> Supplied text
+ + + +
YK: I would describe Palestinian food as vibrant, really colourful and a real celebration of vegetables. I’d call it fragrant and aromatic, using gentle, soothing spices, like cinnamon and allspice. And I would describe it as incredibly accessible. The recipes in this book, they’re straightforward; they’re perfect for the home cook; they’re unfussy; they’re the kind of thing you can whip together on a weeknight after you’ve come home from work. So that’s what I really like: the fact that you can be transported to a place through these incredible recipes, but they’re pretty straightforward to make.

Q. How important is seasonality?

YK: It’s all so seasonal. When it’s cauliflower season, everyone will be roasting cauliflowers or making stews with them. When it’s aubergine season, then it’s like, ‘Let’s get the old aubergine dips going.’ So it’s incredibly seasonal. And I think that’s really a wonderful thing for us to incorporate in the UK, because not only does it make the food you eat more affordable, but produce always tastes better when it’s in season.

Q. What about desserts?

YK: Like a lot of Middle Eastern cultures, Palestinians don’t have a dessert eating culture in the same way we do. But they have a lot of sweets, which you might have with a tea of coffee in the afternoon. The traditional sweets are sticky pastries drenched in sugar syrups with honey. Whether it’s pistachio-filled baklavas or kanafeh, which is a really famous Palestinian dish. I always call it the love child of a baklava and a cheesecake. It’s like filo that’s shredded and then a layer of Palestinian cheese—ackawi cheese—which is somewhere between a mozzarella and a ricotta, and you put that in the middle and you put another layer of the pastry on and then you bake it and drizzle it in syrup. And you can’t move after you’ve eaten it, but it’s just so delicious.
+ + + +
> What to do
1. From the interview on Palestinian food, extract the stretch from "YK: Like a lot" through "it’s just so delicious.", word for word.
2. Continue the interview on Palestinian food from where it stops.
+ + + +
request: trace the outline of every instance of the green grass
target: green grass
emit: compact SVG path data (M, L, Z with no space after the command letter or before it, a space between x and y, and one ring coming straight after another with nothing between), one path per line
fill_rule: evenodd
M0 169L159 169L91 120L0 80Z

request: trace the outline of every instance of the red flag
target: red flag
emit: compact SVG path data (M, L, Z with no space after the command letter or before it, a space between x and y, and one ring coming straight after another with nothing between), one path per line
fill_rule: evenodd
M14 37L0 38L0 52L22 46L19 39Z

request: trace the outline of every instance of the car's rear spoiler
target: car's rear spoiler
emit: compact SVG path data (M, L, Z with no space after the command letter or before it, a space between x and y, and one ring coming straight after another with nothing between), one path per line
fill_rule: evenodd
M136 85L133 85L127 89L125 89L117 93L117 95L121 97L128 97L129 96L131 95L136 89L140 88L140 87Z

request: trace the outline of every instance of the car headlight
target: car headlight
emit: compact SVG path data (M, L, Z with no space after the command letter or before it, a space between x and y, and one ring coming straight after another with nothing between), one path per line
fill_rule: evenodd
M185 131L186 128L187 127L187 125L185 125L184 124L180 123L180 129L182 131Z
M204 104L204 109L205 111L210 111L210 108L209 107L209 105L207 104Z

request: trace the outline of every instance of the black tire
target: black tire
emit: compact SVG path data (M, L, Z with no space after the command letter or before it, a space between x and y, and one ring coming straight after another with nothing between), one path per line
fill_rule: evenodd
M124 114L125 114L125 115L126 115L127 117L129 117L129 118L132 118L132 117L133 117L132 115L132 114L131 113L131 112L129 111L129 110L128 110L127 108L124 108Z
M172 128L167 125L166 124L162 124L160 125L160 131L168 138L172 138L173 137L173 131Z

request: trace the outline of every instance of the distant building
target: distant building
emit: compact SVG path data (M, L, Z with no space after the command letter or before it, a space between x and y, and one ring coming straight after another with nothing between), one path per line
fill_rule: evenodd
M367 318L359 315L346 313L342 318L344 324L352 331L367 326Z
+ + + +
> Results for the exercise
1.
YK: Like a lot of Middle Eastern cultures, Palestinians don’t have a dessert eating culture in the same way we do. But they have a lot of sweets, which you might have with a tea of coffee in the afternoon. The traditional sweets are sticky pastries drenched in sugar syrups with honey. Whether it’s pistachio-filled baklavas or kanafeh, which is a really famous Palestinian dish. I always call it the love child of a baklava and a cheesecake. It’s like filo that’s shredded and then a layer of Palestinian cheese—ackawi cheese—which is somewhere between a mozzarella and a ricotta, and you put that in the middle and you put another layer of the pastry on and then you bake it and drizzle it in syrup. And you can’t move after you’ve eaten it, but it’s just so delicious.

2.
But, one of the things I wanted to do with the book was to celebrate Palestinian ingredients in lots of different desserts that I like eating. So there’s a recipe for a spiced pumpkin and olive oil cake, which is one of my favourites. There’s a pomegranate passion cake, which is a really dense and sticky almond cake, topped with mascarpone and pomegranate. There’s a fig and almond tart. So what I’ve tried to do is take Palestinian ingredients and celebrate them in desserts and puddings that we would eat here.

Q. And drinks?

YK: There’s coffee and cardamom—that’s how they have it: short, little shots of coffee and cardamom. And then there are all sorts of teas; black, often with a bit of sage. I visited the Middle East’s first microbrewery, in the West Bank that makes incredible, really cool, artisanal Palestinian beer. And they have an annual Oktoberfest.

So you get really incredible, local beer. Then there are also incredible wines. I visited a great winery in the Galilee, which felt very symbolic, as Jesus turned water into wine there. And they just have really great grapes. The region is so fertile and abundant in that way for produce. And the other thing that is obviously very unique to the region is arak, which is an aniseed spirit. They often serve it with mezze platters; it’s common throughout the Levant. And that’s really yummy, too. Bethlehem does some really great ones.

The other thing is: on a hot day they make this incredible lemonade, but flecked with loads of mint, and it’s just really gorgeous and refreshing. There are some sections that are religious and don’t drink, but I know lots of people of all faiths there that enjoy a drink and it is very easy to get.

Q. How easy it is to completely reproduce Palestinian food in the UK, considering our ingredients aren’t as fresh?

YK: I just think we get the sun. When you go on holiday and you wonder, ‘Why does this salad taste so good?’ It’s just because of that. But we can’t help that. And I think it certainly helps to try and buy things like tomatoes when they are in season. When I was a kid I always thought I didn’t really like tomatoes. But you start travelling and you’re like, ‘They’re amazing!’

Q. How did food help you to deal with the things you saw while in the West Bank?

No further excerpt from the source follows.